**Work order:** Note every line in the entries that contains the string "window", and copy it.
* * *
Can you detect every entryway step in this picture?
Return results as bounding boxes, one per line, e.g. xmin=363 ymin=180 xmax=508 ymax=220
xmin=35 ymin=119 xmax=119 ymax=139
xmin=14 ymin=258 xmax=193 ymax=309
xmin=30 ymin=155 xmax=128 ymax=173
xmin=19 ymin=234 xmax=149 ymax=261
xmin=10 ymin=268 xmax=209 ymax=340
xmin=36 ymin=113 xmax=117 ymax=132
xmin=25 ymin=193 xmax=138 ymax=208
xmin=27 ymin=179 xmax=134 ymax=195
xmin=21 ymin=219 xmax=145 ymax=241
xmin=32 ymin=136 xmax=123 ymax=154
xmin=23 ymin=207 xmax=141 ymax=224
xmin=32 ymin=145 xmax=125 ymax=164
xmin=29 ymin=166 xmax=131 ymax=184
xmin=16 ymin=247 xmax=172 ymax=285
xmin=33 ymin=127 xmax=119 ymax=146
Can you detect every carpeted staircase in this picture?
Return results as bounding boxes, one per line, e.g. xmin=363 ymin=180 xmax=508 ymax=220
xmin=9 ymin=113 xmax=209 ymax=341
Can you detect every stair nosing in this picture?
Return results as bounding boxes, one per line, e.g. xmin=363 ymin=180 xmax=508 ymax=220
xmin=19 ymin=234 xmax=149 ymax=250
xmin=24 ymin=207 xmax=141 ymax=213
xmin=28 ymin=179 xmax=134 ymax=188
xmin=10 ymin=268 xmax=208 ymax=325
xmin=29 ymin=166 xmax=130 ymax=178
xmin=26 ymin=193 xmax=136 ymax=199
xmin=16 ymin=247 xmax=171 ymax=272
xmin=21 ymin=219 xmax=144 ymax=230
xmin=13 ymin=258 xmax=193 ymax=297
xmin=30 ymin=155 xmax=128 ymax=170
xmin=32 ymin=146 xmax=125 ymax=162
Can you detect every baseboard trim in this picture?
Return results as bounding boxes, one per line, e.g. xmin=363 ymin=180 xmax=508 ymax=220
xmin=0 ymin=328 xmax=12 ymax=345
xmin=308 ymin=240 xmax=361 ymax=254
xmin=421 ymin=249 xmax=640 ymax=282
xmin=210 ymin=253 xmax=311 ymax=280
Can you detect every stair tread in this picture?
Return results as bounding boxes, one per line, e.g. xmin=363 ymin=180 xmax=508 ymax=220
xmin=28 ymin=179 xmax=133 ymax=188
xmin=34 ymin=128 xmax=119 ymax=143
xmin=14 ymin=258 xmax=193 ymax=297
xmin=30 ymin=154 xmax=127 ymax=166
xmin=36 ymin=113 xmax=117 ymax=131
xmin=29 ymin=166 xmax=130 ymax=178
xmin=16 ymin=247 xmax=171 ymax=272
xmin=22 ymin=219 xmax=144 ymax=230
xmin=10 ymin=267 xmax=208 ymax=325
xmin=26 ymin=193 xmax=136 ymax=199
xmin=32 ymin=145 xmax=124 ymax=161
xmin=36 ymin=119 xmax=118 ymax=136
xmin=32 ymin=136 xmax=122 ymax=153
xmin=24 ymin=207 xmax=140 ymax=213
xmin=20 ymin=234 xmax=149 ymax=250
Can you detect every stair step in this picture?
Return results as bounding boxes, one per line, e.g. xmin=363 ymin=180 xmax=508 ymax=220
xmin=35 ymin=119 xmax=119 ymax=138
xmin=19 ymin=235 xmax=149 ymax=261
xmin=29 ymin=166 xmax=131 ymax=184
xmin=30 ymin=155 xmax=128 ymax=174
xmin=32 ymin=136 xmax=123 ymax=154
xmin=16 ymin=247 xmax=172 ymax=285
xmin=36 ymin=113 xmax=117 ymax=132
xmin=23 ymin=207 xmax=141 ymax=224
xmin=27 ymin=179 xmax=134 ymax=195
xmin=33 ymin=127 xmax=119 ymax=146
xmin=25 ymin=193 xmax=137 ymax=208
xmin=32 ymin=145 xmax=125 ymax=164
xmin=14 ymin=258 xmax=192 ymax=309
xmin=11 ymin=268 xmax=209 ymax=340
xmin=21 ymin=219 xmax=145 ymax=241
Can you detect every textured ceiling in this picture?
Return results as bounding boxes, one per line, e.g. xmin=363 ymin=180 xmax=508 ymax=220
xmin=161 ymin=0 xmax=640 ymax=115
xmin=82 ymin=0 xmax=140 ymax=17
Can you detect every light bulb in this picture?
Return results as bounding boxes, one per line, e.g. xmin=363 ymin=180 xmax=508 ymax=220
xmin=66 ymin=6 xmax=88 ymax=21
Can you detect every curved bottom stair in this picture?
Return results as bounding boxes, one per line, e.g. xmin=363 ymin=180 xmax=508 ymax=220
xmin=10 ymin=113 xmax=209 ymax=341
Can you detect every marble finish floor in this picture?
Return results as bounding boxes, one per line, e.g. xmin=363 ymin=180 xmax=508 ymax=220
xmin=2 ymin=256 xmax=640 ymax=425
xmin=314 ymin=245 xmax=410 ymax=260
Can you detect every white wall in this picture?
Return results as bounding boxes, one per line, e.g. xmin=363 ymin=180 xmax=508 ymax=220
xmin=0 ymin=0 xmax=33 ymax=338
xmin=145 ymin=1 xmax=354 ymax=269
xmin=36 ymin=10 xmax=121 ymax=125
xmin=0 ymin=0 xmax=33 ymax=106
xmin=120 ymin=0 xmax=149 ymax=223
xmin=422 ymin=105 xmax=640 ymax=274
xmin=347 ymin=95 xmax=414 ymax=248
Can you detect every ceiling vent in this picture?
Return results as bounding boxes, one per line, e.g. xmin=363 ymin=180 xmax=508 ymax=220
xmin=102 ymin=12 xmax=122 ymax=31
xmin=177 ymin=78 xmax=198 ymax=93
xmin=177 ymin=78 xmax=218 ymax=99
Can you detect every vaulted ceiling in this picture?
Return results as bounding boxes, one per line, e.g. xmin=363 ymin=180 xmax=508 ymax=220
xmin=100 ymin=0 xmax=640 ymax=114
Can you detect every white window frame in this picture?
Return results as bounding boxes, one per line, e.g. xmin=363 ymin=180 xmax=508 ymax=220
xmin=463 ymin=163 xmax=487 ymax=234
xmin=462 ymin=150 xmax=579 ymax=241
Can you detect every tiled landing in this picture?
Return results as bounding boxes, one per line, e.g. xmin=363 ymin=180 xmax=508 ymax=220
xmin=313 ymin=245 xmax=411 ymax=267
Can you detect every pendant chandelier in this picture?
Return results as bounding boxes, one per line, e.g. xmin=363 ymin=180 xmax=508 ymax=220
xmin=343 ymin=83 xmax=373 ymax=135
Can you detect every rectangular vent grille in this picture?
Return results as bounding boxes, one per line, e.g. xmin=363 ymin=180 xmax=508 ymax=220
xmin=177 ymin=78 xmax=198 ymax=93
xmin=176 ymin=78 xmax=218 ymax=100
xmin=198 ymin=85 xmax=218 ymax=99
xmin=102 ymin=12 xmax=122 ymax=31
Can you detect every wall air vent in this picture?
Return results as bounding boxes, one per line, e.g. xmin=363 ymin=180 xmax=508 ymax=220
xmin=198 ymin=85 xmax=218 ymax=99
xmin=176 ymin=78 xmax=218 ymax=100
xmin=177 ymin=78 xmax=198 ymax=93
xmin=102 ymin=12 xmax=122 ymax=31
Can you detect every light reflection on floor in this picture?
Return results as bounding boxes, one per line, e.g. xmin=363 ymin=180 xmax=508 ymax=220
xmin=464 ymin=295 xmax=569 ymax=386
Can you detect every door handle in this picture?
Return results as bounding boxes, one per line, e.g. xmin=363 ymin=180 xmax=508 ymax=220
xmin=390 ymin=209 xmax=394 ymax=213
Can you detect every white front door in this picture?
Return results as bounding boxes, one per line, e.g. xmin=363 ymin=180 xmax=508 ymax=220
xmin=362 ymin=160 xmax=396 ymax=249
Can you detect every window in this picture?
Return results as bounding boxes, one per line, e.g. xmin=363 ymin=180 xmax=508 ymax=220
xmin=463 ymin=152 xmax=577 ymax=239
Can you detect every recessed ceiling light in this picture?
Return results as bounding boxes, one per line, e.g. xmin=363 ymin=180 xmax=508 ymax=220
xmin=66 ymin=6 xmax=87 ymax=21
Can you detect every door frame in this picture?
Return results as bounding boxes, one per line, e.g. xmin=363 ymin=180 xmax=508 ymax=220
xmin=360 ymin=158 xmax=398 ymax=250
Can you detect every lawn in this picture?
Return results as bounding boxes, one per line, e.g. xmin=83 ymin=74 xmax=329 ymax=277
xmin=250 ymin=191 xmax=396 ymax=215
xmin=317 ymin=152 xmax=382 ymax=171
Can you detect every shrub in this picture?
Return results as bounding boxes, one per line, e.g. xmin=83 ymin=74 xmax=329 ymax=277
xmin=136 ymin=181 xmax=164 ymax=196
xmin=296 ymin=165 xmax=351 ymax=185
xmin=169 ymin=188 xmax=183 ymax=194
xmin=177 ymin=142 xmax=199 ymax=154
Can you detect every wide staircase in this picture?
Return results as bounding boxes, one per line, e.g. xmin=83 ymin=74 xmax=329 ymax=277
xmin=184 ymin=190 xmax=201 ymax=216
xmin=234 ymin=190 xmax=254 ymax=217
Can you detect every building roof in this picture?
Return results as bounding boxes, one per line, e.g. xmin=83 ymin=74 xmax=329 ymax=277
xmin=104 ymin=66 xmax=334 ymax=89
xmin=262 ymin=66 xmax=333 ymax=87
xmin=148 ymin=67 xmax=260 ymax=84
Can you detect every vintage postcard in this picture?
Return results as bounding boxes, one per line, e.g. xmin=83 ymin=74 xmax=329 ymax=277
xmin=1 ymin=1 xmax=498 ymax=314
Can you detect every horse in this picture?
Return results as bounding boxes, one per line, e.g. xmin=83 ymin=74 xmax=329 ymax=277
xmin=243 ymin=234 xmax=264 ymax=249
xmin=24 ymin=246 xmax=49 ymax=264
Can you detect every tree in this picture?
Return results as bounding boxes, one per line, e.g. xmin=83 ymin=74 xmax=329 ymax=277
* * *
**Answer for this exercise:**
Can you detect every white window frame in this picture?
Can you detect every window in this picture?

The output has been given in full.